[[ Source passage open ]]
The data released by the New York City Health Department drove the death toll in the city to more than 10,000.

Among the dead are more than 50 Metropolitan Transportation Authority workers. For the police department, the dead include a mix of detectives and patrol officers, auxiliary officers and civilian employees.

The deaths began March 26, when administrative assistant Giacomina Barr-Brown and custodian Dennis Dickson became the department’s first casualties.

See the listing of NYPD officers and civilian employees who had died of COVID-19 as of Wednesday in the tweet below.

It was not clear Thursday how many law enforcement officers had died of COVID-19 complications nationwide. The Officer Down Memorial Page, which includes a database of line-of-duty deaths dating back to 1786, has begun an “honor roll” of confirmed deaths stemming from the pandemic.

As of Thursday morning, just eight officers were listed. None of the New York City deaths had been recorded.

“We continue to work with dozens of other agencies that have suffered COVID-19 related deaths as they work to make confirmed or presumed determinations of line-of-duty status,” the page read.
[[ Source passage closed ]]
[[ Data for review open ]]
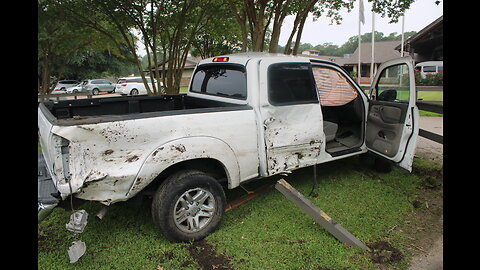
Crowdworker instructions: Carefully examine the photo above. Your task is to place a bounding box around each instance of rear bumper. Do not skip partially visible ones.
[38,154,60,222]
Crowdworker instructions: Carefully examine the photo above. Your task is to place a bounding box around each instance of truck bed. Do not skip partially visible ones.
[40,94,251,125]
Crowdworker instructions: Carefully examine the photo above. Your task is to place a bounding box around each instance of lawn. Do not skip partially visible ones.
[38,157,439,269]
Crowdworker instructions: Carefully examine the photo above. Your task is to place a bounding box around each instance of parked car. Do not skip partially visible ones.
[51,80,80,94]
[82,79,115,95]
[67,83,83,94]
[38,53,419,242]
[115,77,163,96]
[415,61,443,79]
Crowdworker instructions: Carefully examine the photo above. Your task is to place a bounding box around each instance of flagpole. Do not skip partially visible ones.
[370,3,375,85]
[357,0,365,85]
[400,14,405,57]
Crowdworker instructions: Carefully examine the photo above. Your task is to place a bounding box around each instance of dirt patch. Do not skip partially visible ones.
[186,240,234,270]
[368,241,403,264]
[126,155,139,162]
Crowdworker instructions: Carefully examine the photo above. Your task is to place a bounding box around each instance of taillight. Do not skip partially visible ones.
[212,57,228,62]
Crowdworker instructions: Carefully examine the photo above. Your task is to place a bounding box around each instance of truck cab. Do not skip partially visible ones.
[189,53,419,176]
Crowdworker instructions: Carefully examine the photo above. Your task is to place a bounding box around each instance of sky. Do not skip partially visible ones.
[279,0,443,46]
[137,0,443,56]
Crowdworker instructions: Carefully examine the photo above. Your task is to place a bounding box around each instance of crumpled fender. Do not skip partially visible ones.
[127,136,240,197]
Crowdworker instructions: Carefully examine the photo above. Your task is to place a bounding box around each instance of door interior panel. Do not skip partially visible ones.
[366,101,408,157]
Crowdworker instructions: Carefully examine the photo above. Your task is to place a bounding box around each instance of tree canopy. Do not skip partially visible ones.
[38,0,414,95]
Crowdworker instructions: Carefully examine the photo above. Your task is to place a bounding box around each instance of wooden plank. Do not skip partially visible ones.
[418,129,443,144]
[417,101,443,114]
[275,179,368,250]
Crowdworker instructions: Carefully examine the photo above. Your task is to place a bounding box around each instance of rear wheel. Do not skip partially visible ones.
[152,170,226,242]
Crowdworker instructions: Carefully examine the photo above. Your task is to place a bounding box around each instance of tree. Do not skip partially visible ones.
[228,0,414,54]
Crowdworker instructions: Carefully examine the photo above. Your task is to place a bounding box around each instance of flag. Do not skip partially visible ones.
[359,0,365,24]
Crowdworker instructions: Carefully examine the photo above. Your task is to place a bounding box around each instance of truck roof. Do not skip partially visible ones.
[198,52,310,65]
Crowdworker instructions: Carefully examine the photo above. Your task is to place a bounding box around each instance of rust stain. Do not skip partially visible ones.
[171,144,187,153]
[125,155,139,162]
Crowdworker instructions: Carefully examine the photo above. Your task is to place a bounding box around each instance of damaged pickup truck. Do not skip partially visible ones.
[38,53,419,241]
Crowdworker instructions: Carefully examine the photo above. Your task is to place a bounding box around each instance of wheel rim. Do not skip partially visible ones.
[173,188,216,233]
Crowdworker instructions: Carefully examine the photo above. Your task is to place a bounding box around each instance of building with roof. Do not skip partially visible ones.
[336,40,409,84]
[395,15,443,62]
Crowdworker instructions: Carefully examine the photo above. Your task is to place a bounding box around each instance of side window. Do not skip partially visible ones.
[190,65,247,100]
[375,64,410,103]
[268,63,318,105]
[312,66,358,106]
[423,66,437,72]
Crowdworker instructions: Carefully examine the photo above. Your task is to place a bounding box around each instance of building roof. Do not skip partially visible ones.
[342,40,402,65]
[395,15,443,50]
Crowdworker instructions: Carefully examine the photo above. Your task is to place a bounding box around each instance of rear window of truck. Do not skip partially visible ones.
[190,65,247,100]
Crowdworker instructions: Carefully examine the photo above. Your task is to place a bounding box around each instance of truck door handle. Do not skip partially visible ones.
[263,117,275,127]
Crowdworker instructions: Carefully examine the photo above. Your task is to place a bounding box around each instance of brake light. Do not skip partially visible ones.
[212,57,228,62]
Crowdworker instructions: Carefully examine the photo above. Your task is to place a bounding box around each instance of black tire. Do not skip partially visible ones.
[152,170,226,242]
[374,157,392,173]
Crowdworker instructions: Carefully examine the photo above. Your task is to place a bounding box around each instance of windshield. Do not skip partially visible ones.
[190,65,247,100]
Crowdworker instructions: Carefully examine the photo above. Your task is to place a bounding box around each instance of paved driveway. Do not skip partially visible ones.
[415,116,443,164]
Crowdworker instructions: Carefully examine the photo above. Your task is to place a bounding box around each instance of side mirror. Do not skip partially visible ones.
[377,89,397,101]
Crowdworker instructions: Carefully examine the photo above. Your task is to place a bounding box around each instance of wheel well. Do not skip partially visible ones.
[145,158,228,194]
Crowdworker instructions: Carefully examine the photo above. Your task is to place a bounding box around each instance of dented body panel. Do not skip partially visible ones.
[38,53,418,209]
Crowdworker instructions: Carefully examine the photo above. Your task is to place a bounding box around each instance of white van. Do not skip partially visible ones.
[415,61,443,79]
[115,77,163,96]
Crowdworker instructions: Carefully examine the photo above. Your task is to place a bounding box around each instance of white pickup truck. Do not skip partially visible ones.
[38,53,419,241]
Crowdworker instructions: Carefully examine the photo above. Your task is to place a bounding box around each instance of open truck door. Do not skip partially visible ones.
[[ Data for review closed ]]
Task to complete
Rewrite everything from "Among the dead" down to "had been recorded." in the passage on COVID-19 deaths, putting "janitor" in place of "custodian".

Expected answer
Among the dead are more than 50 Metropolitan Transportation Authority workers. For the police department, the dead include a mix of detectives and patrol officers, auxiliary officers and civilian employees.

The deaths began March 26, when administrative assistant Giacomina Barr-Brown and janitor Dennis Dickson became the department’s first casualties.

See the listing of NYPD officers and civilian employees who had died of COVID-19 as of Wednesday in the tweet below.

It was not clear Thursday how many law enforcement officers had died of COVID-19 complications nationwide. The Officer Down Memorial Page, which includes a database of line-of-duty deaths dating back to 1786, has begun an “honor roll” of confirmed deaths stemming from the pandemic.

As of Thursday morning, just eight officers were listed. None of the New York City deaths had been recorded.